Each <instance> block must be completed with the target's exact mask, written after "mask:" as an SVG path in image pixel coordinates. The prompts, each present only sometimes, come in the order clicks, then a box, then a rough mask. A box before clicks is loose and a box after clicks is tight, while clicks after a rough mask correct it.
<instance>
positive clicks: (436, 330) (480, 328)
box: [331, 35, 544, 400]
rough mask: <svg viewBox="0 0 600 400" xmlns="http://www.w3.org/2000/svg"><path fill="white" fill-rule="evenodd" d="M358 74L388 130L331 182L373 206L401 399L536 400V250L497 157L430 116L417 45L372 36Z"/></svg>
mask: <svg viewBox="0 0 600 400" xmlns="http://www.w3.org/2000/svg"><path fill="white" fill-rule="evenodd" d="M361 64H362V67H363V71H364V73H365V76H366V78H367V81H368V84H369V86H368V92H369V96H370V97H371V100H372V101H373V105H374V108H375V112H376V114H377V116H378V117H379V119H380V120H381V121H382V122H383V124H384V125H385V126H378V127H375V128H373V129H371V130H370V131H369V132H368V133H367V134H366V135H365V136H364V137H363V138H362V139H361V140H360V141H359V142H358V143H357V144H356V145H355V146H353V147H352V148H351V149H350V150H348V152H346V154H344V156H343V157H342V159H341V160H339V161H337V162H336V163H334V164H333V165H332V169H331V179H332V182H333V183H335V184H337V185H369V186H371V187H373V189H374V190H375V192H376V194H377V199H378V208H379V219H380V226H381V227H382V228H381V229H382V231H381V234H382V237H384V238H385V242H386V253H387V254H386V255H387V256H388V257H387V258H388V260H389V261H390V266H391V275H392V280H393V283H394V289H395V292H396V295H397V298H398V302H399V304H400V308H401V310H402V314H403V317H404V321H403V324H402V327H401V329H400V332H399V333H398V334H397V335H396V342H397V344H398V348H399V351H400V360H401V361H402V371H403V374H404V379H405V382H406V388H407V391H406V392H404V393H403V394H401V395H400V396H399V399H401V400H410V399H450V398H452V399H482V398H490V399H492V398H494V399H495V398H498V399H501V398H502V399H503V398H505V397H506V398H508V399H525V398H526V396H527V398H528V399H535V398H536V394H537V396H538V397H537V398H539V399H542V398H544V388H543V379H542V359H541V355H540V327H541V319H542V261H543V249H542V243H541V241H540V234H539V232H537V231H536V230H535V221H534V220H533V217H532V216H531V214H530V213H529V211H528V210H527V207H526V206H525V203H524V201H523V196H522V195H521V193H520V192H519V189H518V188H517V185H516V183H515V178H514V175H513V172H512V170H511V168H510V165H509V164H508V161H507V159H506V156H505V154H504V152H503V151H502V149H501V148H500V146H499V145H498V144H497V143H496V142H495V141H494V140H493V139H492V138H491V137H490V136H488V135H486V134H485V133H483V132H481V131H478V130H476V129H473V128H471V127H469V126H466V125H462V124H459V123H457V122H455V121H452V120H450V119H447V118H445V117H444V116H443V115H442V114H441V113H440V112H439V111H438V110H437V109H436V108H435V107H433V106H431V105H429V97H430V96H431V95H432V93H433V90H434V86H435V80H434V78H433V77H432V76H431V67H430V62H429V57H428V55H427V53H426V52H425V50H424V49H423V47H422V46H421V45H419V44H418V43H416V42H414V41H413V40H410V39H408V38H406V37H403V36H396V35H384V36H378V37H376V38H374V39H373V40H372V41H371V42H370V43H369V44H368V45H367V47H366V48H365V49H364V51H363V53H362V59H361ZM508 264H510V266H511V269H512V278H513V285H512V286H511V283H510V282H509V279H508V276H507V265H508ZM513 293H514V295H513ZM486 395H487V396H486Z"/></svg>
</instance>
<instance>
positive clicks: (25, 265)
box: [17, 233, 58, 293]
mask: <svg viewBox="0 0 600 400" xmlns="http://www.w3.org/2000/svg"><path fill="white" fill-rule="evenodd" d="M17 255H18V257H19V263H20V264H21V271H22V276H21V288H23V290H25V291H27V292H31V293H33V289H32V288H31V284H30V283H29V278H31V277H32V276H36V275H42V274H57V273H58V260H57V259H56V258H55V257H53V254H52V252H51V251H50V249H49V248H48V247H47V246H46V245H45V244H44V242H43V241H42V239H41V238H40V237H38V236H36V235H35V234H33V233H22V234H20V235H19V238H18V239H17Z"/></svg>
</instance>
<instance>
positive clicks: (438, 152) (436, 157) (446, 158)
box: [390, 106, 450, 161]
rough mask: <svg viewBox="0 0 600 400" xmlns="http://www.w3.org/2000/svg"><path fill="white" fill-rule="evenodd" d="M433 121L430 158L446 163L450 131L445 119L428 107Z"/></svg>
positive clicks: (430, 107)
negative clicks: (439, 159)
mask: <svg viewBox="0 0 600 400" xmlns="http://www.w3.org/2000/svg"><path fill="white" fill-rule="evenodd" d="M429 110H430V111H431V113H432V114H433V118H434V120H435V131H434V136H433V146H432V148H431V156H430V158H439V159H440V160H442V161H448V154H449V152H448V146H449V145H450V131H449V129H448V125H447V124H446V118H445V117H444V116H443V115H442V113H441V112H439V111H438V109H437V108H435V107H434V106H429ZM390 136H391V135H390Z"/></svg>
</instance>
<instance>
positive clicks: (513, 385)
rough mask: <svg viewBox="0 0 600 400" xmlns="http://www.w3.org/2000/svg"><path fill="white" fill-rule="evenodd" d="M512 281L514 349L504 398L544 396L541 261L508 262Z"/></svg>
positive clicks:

+ + + + +

Work request: Reproduce the records word for word from their first line through the line containing "box: [331, 35, 544, 400]", inclusive.

Written solution:
Each <instance> block must be completed with the target's exact mask, written after "mask:" as an SVG path in image pixel coordinates. The prompts, each present only sometimes, come in the order clicks, then a box, then a rough mask. A box before clicks is loose and a box after clicks is tight, while clicks after a rough mask correct it.
<instance>
positive clicks: (436, 330) (480, 328)
box: [331, 35, 544, 400]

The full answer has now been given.